* _Input data_:
--- BEGIN ---

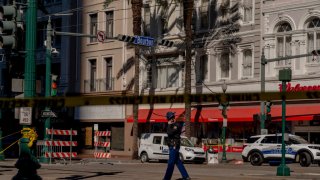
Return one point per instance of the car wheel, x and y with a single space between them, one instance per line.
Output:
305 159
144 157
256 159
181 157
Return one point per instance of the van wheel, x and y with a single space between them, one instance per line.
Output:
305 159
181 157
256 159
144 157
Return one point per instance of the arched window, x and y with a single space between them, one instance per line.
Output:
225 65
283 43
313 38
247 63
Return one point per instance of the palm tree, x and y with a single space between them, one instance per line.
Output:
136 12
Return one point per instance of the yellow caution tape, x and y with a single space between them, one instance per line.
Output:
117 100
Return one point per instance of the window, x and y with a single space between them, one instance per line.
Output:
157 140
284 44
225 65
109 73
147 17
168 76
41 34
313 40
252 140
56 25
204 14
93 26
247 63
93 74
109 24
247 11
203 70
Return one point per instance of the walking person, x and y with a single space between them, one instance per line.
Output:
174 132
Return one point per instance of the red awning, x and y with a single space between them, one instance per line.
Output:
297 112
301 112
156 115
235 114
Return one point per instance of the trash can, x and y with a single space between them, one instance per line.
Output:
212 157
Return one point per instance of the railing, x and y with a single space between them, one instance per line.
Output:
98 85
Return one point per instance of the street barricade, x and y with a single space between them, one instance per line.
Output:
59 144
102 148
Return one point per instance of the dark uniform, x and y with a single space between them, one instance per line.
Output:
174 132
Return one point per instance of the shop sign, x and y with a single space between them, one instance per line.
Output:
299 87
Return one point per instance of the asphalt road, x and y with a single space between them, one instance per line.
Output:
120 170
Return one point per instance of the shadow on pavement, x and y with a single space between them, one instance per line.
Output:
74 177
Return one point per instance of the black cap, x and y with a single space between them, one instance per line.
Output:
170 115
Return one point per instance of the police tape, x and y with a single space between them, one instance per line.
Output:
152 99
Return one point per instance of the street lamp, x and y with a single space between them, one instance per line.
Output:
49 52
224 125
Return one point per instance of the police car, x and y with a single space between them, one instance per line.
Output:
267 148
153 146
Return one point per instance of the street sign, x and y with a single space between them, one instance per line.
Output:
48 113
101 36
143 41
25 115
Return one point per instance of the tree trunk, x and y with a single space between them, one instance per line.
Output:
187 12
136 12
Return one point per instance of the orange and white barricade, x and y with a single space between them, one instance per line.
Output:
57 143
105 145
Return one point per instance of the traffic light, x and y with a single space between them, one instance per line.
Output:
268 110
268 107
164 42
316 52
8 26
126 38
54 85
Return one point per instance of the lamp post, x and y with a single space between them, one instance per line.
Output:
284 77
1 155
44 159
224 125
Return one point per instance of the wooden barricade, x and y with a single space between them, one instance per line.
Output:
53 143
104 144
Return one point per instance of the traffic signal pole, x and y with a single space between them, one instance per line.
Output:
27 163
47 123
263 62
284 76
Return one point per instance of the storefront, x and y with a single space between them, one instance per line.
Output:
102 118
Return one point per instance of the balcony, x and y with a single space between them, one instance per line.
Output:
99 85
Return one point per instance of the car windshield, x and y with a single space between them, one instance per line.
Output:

--- END ---

Copy out all the records exactly, excluding pictures.

* _Reply_:
Return one point per instance of the car wheel, x and y with a single space between them, one instance per line.
Output:
305 159
144 157
256 159
181 157
Return one point per instance of the van wheel, x and y with a single space between them, one instance per line.
Output:
305 159
181 157
256 159
144 157
Return one point per instance of the arched window, x and y with a single space between them, one instance per line.
Output:
225 65
283 43
313 38
247 63
Return one point per instance of the palm tree, x and y with a single space between them, one instance per line.
Output:
136 12
Return one point per instance of the yellow caution tape, x and y with a single space between them, one instance per line.
Output:
117 100
Return one point per instance of the window, x and y with a single space between them, one instance per line.
Output:
157 140
284 44
225 65
109 73
147 17
168 76
41 34
313 40
252 140
56 25
204 14
93 26
247 63
93 74
109 24
247 11
203 70
Return one point per instance of the walking person, x and y with a single space between them, one instance per line.
Output:
174 132
Return one point per instance of the red awning, x and y with a single space between them, one instance per line.
Output:
297 112
301 112
156 115
235 114
Return one point per instance of the trash can, x and y with a single space between them, one instance per line.
Output:
212 157
Return one point per instance of the railing, x and y with a single space between them, one instance per line.
Output:
98 85
Return one point per instance of the street barricade, x and y with a single space between them, one instance per line.
Output:
59 144
102 148
Return one point per instance of the dark uniform, x and y with a single space between them, one instance per line.
Output:
174 132
Return one point per instance of the shop sign, x and y with a single space between them, one instance per line.
Output:
299 87
Return one point per instance of the asphalt road, x and y with a single space between them, one instance per line.
Output:
120 170
Return one point per instance of the shadow on pavement, x and y with a single space between them, one instance per line.
Output:
74 177
Return one point per instance of the black cap, x and y with a single space between them, one instance per line.
Output:
170 115
Return one point per instance of the police tape, x and y with a single space between them, one instance per line.
Output:
152 99
Return one point per instance of the street lamp, x and y with a single space between them, one instance per line.
Output:
49 52
224 125
Return one point per instance of the police car, x and y with a single space between them, one instance per line.
Output:
267 148
153 146
Return one point per instance of the street sign, x and y with a single space between them, one instance per line.
Output:
48 113
101 36
143 41
25 115
Return one point per instance of the tree trunk, x and y with a single space between them, one instance per line.
Output:
187 12
136 12
Return one point per instance of the orange and white barricade, x and y with a single space between them, one instance per line.
Output:
57 143
105 145
Return one point per instance of the traffic light, x and y with a single space between them, one instance per line.
Output:
268 110
268 107
164 42
316 52
8 26
126 38
54 85
Return one point per instance of the lamp post, x and y with a single space between them, one instance per line.
Output:
284 77
1 155
44 159
224 125
Return one point per instance of the wooden barricade, x and y with a single space between them, one instance per line.
Output:
53 143
104 144
Return one point per instance of the traffic signal pole, x and y with a single space between them, one instance per line.
Output:
27 163
47 123
263 62
284 76
Return one point per instance of the storefront, x and y with a single space between them, one instance per line.
Output:
102 118
Return one point per instance of the balcony, x and y with a single space between them, one instance per line.
Output:
99 85
Return one point per instance of the car windshield, x and y with a single space between them, one instance per line.
Output:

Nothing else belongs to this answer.